Exercise description. Count the lines in the items below that contain the string "breast", and reply with that number alone.

Data to use.
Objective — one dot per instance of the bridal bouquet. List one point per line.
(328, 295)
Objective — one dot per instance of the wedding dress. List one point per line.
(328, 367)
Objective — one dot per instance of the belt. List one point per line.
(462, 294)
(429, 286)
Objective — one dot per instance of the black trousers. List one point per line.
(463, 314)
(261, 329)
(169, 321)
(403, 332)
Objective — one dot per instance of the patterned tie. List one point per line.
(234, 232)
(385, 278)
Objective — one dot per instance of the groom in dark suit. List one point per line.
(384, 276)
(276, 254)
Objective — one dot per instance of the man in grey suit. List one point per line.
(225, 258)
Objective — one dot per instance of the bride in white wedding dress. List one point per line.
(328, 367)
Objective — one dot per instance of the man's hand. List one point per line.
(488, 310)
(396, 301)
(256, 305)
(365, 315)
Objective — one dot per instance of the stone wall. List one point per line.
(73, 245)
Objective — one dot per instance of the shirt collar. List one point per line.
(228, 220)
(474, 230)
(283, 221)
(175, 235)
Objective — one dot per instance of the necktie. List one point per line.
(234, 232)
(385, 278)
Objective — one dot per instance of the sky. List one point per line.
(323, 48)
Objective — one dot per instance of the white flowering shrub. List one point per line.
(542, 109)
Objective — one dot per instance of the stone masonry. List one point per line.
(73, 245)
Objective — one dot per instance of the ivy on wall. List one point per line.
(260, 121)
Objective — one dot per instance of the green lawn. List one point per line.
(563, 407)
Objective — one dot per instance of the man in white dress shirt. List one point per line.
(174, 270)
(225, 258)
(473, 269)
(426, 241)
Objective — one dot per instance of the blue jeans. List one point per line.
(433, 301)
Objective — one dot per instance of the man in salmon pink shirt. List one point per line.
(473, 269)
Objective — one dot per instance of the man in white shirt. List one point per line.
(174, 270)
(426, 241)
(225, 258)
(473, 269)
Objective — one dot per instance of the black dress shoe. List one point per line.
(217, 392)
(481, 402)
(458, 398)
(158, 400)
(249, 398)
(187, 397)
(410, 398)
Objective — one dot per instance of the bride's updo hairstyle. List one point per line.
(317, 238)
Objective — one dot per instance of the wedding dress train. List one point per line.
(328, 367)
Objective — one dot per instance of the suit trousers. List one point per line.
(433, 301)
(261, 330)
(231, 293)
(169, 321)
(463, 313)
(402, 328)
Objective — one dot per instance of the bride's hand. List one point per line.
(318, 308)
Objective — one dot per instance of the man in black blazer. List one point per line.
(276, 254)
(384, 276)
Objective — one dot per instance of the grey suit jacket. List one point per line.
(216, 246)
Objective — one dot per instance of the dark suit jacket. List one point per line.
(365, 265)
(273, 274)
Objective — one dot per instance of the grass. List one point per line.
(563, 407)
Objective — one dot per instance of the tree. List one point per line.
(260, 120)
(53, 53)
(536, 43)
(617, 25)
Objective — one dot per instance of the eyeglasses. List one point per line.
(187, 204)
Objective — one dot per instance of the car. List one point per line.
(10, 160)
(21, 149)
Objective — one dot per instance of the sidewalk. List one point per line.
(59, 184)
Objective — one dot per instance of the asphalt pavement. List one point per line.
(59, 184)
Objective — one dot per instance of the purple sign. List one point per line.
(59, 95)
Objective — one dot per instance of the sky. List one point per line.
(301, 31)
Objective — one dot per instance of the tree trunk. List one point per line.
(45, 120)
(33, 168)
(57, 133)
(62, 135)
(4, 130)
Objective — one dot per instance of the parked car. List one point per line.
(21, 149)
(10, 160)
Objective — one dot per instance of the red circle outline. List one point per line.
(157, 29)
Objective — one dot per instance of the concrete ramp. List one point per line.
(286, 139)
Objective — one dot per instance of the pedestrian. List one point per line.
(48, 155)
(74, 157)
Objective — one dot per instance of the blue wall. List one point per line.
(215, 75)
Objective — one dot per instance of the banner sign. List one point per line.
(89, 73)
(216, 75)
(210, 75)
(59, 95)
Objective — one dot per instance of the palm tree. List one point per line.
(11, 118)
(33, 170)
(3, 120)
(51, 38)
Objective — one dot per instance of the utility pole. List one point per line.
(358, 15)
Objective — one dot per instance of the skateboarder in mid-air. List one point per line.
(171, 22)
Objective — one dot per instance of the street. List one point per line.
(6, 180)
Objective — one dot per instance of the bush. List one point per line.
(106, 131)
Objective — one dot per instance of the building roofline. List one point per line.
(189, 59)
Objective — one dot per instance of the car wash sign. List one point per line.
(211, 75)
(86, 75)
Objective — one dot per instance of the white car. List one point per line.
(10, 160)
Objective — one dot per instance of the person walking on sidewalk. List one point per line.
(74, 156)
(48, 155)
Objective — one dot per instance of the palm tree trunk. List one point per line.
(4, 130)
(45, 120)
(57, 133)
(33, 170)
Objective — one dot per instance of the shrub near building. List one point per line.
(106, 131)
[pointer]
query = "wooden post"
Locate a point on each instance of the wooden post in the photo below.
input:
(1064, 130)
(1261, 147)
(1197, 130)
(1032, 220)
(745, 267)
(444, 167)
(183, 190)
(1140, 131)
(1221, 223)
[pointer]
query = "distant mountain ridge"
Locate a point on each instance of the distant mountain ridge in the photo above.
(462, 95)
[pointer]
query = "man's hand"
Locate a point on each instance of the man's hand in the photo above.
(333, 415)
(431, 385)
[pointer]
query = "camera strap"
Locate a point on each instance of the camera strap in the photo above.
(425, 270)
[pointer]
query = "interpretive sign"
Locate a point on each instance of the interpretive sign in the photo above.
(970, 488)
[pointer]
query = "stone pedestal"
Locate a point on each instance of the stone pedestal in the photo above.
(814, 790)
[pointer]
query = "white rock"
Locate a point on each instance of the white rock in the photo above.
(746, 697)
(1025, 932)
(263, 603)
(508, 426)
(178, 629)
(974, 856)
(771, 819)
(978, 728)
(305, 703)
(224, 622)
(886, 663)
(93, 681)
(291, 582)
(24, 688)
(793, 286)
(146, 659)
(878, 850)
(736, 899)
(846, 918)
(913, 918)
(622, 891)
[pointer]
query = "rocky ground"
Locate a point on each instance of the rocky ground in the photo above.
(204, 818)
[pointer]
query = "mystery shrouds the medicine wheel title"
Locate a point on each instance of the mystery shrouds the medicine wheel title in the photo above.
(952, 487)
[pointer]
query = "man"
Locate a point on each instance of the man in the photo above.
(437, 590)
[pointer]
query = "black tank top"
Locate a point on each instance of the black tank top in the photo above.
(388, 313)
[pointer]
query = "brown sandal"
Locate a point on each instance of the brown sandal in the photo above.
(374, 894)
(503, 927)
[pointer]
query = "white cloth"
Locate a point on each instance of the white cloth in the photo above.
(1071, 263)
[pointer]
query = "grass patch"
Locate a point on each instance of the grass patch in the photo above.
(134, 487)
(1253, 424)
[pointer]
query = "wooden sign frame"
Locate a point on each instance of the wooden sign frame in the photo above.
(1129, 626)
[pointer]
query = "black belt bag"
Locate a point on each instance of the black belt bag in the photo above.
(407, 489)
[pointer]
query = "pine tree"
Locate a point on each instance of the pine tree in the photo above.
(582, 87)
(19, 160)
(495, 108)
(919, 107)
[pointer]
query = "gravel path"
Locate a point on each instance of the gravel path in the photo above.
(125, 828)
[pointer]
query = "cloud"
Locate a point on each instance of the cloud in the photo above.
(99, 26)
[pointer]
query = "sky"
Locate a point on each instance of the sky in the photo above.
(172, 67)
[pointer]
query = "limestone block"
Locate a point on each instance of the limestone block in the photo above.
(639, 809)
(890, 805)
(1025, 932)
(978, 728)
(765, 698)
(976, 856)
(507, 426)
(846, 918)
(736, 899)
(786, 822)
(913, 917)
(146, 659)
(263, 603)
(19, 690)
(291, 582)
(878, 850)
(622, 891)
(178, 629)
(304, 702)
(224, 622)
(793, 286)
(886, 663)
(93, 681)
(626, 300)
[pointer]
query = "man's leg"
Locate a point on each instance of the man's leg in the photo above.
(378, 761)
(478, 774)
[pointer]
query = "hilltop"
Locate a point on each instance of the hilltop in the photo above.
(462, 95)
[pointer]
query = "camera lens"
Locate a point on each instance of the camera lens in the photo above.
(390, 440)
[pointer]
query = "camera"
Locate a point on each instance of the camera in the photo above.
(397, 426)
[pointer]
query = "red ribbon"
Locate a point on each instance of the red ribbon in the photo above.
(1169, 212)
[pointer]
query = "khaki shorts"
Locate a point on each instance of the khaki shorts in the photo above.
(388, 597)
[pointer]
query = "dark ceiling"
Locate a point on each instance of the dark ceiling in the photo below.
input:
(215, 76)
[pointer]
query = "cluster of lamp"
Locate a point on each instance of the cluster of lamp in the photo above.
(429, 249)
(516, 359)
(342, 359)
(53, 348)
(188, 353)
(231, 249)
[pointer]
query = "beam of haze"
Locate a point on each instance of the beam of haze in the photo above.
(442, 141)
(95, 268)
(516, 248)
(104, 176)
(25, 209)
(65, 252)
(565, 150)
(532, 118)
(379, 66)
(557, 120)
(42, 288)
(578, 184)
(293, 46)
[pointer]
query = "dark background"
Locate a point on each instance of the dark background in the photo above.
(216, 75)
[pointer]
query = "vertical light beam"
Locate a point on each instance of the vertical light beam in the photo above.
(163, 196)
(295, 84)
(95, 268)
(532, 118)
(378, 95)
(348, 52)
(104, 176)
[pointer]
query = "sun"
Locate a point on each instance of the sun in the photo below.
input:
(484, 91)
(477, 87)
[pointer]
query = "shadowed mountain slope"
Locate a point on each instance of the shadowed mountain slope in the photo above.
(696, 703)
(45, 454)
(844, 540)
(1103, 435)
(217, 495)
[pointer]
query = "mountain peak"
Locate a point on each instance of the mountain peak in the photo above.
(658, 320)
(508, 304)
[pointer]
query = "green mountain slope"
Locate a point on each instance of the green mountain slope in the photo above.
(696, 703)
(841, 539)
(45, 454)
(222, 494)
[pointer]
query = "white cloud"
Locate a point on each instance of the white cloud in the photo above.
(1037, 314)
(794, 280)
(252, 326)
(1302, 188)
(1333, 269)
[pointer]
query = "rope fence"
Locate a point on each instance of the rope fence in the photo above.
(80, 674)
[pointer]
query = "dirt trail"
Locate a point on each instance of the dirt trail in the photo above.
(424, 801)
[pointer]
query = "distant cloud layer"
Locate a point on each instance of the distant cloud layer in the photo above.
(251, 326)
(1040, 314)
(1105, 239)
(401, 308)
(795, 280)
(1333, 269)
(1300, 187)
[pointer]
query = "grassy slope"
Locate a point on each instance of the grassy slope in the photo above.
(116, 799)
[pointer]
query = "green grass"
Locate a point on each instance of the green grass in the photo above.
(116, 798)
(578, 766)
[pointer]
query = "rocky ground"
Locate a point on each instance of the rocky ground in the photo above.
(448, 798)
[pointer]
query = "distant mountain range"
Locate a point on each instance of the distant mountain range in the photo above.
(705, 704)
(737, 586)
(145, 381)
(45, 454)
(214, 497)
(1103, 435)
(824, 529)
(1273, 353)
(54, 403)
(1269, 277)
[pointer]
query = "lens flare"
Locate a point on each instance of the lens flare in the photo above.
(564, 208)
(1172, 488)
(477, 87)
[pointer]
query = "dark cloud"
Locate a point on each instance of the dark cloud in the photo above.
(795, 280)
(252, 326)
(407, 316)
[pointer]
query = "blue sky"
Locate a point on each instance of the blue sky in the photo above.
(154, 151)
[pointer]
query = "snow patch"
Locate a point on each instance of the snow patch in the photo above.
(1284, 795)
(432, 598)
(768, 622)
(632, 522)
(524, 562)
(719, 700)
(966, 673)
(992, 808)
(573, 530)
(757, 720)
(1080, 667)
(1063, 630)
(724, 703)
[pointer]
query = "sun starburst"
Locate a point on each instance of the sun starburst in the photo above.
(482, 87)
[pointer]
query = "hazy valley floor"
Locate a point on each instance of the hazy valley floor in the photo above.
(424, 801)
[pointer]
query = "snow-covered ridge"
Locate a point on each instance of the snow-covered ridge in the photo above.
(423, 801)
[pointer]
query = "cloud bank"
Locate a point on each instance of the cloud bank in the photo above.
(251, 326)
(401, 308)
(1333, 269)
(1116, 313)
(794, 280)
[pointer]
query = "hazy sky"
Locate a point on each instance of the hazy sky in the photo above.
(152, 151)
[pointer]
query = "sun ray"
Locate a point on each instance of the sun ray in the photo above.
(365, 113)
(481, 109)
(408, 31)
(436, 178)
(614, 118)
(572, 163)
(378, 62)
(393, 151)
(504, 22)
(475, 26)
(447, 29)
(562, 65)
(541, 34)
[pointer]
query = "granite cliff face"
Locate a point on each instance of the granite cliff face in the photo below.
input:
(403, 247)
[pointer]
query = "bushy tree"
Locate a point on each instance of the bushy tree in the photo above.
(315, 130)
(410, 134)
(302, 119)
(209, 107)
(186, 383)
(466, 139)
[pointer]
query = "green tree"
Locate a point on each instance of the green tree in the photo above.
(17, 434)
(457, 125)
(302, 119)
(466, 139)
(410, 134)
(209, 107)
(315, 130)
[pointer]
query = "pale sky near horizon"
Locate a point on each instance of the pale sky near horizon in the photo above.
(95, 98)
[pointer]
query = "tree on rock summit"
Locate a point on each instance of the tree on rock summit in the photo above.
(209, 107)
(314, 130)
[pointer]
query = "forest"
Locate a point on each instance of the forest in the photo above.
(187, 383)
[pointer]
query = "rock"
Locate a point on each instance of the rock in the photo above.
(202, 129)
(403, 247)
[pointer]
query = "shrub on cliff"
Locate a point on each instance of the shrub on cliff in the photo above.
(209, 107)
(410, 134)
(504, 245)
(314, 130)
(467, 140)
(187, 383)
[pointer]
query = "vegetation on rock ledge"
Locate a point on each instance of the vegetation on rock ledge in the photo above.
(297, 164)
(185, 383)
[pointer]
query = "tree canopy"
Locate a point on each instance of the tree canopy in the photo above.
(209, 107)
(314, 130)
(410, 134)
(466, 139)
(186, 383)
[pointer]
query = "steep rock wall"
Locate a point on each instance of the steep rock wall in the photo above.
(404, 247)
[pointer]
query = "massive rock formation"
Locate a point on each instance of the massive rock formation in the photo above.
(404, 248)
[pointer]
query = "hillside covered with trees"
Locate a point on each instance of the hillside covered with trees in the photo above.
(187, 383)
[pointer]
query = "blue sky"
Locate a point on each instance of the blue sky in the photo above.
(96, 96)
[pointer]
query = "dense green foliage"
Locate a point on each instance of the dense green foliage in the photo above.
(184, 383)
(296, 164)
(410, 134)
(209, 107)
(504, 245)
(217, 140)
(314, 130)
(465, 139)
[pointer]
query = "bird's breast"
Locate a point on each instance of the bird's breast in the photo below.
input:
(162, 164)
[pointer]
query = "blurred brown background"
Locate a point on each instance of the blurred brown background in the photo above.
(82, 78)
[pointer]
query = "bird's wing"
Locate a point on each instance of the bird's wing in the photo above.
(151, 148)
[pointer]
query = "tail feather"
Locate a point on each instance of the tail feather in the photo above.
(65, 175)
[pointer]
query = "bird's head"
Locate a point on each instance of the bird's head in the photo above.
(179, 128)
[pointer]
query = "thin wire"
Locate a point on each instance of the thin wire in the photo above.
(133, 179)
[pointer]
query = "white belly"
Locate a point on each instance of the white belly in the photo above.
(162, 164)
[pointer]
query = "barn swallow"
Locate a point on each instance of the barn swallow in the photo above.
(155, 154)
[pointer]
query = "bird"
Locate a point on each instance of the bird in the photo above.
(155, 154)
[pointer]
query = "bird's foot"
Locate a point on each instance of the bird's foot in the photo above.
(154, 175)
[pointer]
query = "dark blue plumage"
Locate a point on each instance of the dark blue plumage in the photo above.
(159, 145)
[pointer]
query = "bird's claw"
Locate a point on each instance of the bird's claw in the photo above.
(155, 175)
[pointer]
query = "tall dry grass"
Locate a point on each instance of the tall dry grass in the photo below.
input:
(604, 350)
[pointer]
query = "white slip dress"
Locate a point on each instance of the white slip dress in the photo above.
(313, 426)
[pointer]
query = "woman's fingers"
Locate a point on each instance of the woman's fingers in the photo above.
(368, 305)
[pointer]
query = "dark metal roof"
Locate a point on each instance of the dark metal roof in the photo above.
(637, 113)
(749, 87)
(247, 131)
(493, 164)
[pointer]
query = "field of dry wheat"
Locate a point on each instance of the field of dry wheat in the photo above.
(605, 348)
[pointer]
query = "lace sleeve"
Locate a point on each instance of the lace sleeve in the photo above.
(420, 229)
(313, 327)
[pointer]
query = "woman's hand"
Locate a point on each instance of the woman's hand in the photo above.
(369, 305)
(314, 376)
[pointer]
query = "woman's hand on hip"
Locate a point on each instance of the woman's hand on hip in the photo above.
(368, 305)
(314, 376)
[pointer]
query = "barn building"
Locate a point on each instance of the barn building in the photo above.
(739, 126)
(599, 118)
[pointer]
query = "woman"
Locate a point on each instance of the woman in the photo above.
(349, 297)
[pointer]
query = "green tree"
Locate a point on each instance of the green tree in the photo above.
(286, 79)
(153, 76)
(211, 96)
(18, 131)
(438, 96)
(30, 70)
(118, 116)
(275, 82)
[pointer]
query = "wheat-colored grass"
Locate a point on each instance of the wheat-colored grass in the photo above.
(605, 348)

Exercise answer. 2